_RECORDS FOR THE TASK_
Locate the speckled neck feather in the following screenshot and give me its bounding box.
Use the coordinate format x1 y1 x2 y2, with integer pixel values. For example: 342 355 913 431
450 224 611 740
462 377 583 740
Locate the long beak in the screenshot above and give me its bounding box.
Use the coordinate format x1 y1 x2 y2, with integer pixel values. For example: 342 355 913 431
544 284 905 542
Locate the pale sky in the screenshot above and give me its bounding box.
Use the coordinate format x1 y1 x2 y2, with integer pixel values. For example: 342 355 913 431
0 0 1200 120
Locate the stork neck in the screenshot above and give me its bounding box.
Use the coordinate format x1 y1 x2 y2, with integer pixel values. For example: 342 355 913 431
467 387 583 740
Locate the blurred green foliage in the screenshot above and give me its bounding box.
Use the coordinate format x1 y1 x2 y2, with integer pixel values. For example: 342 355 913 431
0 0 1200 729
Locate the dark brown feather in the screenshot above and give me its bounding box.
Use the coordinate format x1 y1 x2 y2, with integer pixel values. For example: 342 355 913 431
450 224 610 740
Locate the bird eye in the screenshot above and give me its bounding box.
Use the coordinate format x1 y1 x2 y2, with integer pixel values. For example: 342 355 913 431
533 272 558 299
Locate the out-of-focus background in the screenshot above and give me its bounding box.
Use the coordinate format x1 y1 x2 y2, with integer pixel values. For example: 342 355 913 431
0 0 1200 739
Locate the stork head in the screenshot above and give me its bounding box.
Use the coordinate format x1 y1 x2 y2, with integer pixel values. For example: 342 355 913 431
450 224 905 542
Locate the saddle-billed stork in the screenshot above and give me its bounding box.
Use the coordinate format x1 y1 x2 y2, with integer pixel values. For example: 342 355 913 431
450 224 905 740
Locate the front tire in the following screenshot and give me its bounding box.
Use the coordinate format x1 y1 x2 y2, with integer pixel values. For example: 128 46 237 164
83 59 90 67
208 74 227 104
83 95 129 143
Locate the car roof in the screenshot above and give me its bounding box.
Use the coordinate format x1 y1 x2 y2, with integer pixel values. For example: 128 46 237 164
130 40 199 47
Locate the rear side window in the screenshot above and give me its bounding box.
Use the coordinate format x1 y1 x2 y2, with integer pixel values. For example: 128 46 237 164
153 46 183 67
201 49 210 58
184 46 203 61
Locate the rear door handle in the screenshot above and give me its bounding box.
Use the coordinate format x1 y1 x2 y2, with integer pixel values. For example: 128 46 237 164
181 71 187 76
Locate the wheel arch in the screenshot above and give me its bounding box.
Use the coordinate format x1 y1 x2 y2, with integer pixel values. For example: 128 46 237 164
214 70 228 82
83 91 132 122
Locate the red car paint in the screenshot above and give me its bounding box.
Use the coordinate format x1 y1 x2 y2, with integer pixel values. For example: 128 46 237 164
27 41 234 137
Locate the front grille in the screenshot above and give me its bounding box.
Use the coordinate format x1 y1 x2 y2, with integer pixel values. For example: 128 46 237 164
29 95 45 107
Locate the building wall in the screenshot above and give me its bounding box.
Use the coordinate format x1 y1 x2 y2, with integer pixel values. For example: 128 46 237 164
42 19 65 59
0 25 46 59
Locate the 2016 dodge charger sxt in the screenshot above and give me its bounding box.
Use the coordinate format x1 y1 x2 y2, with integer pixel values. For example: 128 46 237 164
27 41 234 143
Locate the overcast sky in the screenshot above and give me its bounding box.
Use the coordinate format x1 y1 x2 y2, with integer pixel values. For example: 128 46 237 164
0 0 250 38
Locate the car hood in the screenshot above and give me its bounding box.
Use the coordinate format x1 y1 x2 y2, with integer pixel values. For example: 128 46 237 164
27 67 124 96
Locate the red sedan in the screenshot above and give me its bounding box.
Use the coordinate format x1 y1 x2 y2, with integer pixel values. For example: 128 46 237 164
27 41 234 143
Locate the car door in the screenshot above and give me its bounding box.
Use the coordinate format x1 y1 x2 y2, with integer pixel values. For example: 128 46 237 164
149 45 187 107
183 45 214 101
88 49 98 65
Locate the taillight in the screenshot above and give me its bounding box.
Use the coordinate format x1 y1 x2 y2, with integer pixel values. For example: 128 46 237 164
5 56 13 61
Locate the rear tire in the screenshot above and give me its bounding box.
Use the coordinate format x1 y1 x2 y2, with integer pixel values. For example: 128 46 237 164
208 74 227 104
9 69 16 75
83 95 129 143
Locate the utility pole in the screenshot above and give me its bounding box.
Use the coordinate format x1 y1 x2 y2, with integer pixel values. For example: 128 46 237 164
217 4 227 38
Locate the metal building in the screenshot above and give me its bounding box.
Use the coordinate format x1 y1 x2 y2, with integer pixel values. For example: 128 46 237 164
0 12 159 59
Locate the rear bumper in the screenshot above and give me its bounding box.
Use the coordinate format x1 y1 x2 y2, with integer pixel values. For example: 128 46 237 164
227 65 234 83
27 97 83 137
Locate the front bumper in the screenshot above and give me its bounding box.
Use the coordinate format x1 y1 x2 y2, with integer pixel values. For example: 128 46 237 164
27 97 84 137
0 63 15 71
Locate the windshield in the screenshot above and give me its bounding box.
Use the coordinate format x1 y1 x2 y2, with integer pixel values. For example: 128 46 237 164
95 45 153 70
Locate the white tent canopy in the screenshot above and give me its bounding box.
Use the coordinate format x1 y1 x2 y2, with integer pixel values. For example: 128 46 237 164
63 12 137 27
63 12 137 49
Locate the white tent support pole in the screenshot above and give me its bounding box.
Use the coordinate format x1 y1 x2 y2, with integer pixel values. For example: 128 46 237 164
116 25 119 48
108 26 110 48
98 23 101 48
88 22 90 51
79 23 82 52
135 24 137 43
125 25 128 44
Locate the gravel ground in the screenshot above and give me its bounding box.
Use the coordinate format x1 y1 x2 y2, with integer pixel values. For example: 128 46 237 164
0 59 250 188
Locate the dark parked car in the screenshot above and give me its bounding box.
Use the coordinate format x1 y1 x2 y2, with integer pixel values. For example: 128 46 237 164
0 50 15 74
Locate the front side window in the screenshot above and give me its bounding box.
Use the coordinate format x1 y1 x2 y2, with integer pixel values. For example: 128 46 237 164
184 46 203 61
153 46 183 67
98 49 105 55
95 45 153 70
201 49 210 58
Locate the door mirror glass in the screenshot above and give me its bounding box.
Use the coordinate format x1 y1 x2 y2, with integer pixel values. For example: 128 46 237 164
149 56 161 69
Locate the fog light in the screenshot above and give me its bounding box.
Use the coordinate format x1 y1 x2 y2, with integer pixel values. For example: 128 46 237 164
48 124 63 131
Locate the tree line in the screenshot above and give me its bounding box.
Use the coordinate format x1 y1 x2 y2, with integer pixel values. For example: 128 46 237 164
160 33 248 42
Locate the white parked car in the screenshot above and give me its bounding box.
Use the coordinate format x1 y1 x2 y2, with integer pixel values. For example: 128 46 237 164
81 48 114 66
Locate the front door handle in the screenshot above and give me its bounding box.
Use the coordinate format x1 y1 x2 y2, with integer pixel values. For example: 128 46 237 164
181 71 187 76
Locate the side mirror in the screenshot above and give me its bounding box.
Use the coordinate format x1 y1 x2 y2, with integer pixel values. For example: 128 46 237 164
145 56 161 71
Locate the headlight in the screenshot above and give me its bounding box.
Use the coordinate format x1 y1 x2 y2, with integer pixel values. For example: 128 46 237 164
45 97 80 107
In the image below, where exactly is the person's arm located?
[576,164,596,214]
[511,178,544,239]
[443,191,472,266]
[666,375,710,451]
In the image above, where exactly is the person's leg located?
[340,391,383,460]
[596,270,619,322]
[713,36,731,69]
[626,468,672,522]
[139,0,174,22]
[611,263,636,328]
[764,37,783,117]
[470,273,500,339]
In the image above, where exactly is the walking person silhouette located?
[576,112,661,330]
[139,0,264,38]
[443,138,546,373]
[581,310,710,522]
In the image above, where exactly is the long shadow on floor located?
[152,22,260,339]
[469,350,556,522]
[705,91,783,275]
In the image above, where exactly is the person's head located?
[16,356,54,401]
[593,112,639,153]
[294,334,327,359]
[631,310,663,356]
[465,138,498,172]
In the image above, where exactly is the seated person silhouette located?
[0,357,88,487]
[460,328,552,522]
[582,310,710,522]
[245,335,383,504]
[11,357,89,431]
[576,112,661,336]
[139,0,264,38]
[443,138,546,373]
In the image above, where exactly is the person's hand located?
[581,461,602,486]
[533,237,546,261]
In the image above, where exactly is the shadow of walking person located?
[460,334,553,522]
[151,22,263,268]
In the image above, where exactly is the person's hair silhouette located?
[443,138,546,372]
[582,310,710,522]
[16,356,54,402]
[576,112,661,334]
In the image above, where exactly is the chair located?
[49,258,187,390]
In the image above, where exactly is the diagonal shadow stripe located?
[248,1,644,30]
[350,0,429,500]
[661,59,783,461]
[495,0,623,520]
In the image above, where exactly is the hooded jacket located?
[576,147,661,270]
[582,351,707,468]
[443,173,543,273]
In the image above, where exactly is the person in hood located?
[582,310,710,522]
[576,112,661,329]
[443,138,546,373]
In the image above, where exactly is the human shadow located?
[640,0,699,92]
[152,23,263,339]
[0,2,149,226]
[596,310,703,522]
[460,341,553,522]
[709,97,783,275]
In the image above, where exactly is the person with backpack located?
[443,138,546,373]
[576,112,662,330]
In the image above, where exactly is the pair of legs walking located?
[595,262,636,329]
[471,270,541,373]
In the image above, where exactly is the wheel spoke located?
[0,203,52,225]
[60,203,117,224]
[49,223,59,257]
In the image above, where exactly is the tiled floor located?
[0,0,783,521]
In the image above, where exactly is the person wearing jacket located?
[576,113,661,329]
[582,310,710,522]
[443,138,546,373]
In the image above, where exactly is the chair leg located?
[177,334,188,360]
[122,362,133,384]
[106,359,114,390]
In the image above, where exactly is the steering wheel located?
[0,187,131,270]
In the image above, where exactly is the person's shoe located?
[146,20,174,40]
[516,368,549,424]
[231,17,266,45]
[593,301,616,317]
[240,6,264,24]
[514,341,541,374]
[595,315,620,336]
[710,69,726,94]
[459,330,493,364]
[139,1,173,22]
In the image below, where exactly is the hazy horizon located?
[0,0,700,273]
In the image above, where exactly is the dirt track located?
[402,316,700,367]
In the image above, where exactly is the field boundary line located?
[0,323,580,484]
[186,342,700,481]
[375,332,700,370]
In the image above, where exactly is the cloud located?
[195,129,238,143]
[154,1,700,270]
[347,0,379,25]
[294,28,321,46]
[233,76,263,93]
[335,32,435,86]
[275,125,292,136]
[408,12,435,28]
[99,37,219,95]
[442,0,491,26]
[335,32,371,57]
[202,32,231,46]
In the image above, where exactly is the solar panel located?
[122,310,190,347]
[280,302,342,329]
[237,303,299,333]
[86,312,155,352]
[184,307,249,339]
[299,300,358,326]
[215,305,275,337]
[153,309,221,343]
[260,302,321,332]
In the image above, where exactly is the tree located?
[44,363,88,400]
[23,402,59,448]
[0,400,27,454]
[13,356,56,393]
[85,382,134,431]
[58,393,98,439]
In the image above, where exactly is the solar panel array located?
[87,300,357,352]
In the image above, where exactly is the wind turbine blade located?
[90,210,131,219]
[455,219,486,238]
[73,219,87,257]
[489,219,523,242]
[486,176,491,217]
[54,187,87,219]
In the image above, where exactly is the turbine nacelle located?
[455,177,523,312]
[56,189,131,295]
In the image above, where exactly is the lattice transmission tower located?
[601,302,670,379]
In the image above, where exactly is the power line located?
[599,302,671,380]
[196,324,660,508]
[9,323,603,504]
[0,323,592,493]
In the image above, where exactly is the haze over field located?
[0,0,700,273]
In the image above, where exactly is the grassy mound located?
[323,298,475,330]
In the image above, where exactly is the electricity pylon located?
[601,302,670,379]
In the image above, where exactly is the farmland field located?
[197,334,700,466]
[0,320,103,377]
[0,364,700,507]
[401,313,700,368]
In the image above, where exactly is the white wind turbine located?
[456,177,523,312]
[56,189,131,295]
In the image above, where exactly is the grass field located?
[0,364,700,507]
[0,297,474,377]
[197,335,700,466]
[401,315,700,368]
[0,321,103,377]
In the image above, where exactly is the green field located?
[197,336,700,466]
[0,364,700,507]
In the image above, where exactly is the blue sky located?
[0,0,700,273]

_AIM OF THE TASK_
List every line in the material above that contains the string "handle", matching case exactly.

_IN RESPONSE_
Locate the rear door handle in the screenshot above and give me its bounding box.
Locate the front door handle in the screenshot above and give me its bounding box.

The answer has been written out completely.